> ## Documentation Index
> Fetch the complete documentation index at: https://docs.pandaprobe.com/llms.txt
> Use this file to discover all available pages before exploring further.

# Scheduling Evaluations

> Set up automated recurring evaluation monitors with custom cadences and filters.

Evaluation **monitors** automate recurring evaluations. Instead of manually creating eval runs, a monitor saves your target type, metrics, filters, sampling rate, and cadence, then creates eval runs automatically in the background.

Use monitors for recurring workflows such as:

* Daily production trace quality checks
* Weekly session reliability audits
* Regression monitoring after releases
* Continuous evaluation of high-value users, tags, or environments

## Dashboard setup

Create monitors from the **Evaluations** tab in the PandaProbe dashboard.

<Steps>
  <Step title="Open Evaluations">
    Open the **Evaluations** tab from the dashboard navigation.
  </Step>

  <Step title="Open Monitors">
    Select the **Monitors** card from the Evaluations landing page.
  </Step>

  <Step title="Click Create monitor">
    Click **Create monitor** to open the monitor sidebar.
  </Step>

  <Step title="Configure the monitor">
    Add a name, choose the target type (`TRACE` or `SESSION`), select metrics, and add filters that define the traces or sessions the monitor should evaluate.

[Collected data]
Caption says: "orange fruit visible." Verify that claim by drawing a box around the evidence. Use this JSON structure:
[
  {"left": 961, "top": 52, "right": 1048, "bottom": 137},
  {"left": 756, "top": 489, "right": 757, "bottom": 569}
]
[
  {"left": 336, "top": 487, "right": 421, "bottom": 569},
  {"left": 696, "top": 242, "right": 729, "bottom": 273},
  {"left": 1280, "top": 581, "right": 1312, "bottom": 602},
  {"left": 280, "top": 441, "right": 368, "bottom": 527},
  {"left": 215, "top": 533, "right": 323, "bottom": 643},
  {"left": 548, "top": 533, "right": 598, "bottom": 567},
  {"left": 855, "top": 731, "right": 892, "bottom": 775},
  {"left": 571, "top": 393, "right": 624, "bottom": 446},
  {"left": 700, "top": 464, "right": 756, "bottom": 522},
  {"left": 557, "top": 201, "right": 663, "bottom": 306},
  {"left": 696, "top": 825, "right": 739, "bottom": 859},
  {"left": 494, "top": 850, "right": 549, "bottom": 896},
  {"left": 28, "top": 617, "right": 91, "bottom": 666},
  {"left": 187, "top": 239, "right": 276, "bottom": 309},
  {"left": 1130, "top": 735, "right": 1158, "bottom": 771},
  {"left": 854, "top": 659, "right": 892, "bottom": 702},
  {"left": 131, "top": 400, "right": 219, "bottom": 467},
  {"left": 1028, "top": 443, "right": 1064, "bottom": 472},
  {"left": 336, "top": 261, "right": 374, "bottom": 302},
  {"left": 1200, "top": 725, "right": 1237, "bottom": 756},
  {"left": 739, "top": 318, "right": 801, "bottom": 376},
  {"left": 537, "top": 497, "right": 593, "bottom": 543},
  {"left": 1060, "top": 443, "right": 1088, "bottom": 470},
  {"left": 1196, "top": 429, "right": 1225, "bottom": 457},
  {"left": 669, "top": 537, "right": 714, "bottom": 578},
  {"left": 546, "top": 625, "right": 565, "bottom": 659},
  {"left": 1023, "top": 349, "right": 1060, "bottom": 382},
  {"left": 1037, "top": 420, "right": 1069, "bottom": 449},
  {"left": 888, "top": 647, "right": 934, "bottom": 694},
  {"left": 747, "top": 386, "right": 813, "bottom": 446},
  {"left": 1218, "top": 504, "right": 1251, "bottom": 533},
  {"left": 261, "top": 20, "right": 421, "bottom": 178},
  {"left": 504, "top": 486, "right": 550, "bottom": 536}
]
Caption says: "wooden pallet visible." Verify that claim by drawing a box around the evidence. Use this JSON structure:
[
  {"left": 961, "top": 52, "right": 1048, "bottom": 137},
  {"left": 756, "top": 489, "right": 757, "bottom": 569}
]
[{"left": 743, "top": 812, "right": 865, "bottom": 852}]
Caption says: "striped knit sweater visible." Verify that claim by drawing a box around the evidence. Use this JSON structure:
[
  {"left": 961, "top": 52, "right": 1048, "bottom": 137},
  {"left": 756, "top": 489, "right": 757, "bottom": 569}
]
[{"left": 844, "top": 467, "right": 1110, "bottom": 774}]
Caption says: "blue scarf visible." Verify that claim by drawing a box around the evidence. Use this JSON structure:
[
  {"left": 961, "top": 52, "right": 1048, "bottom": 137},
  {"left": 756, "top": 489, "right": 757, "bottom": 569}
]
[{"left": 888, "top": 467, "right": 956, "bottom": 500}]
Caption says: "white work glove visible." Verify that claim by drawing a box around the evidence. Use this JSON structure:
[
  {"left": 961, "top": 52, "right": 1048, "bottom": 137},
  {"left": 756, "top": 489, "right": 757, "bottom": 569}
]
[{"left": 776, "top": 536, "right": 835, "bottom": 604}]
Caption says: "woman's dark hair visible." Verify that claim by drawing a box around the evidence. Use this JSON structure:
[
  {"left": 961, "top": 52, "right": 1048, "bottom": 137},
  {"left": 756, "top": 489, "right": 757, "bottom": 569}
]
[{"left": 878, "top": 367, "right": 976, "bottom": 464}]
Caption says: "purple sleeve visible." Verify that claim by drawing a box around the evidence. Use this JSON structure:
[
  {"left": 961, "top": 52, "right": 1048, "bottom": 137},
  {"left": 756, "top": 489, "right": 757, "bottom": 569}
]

■ EXPLORE THE MATERIAL
a) According to the page on scheduling evaluations, which two target types can be chosen when configuring a monitor?
b) In the page on scheduling evaluations, how does a monitor make it unnecessary to create eval runs manually?
c) Continue the page on scheduling evaluations from its final sentence, keeping the same step markup.

■ RESPONSES TO THE EXERCISE
a) A monitor's target type can be `TRACE` or `SESSION`.

b) A monitor saves the target type, metrics, filters, sampling rate, and cadence. It then creates eval runs automatically in the background, so they no longer have to be created by hand.

c)
  </Step>

  <Step title="Set the cadence">
    Choose how often the monitor should create a new eval run. Cadence controls the recurring schedule.
  </Step>

  <Step title="Submit">
    Click **Create monitor**. The monitor starts in the background and creates eval runs on its configured schedule.
  </Step>
</Steps>

<video controls width="100%">
  <source src="https://mintcdn.com/chirpzai/OUkKdm0Z4YTMQdZN/assets/evals/monitor.mp4?fit=max&auto=format&n=OUkKdm0Z4YTMQdZN&q=85&s=6d4bd78c21e3566111e415d3264b00b2" type="video/mp4" data-path="assets/evals/monitor.mp4" />
</video>

### Monitor fields

When creating a monitor from the dashboard, configure:

* **Name**: a human-readable label for the monitor.
* **Target type**: `TRACE` for trace evaluation or `SESSION` for session evaluation.
* **Metrics**: the trace-level or session-level metrics to run.
* **Filters**: the matching traces or sessions to evaluate.
* **Sampling rate**: the portion of matching data to evaluate on each run.
* **Cadence**: how often PandaProbe creates a new eval run.
* **Model**: optional model selection for LLM-as-judge metrics.
* **Customize signal weights**: optional for session monitors.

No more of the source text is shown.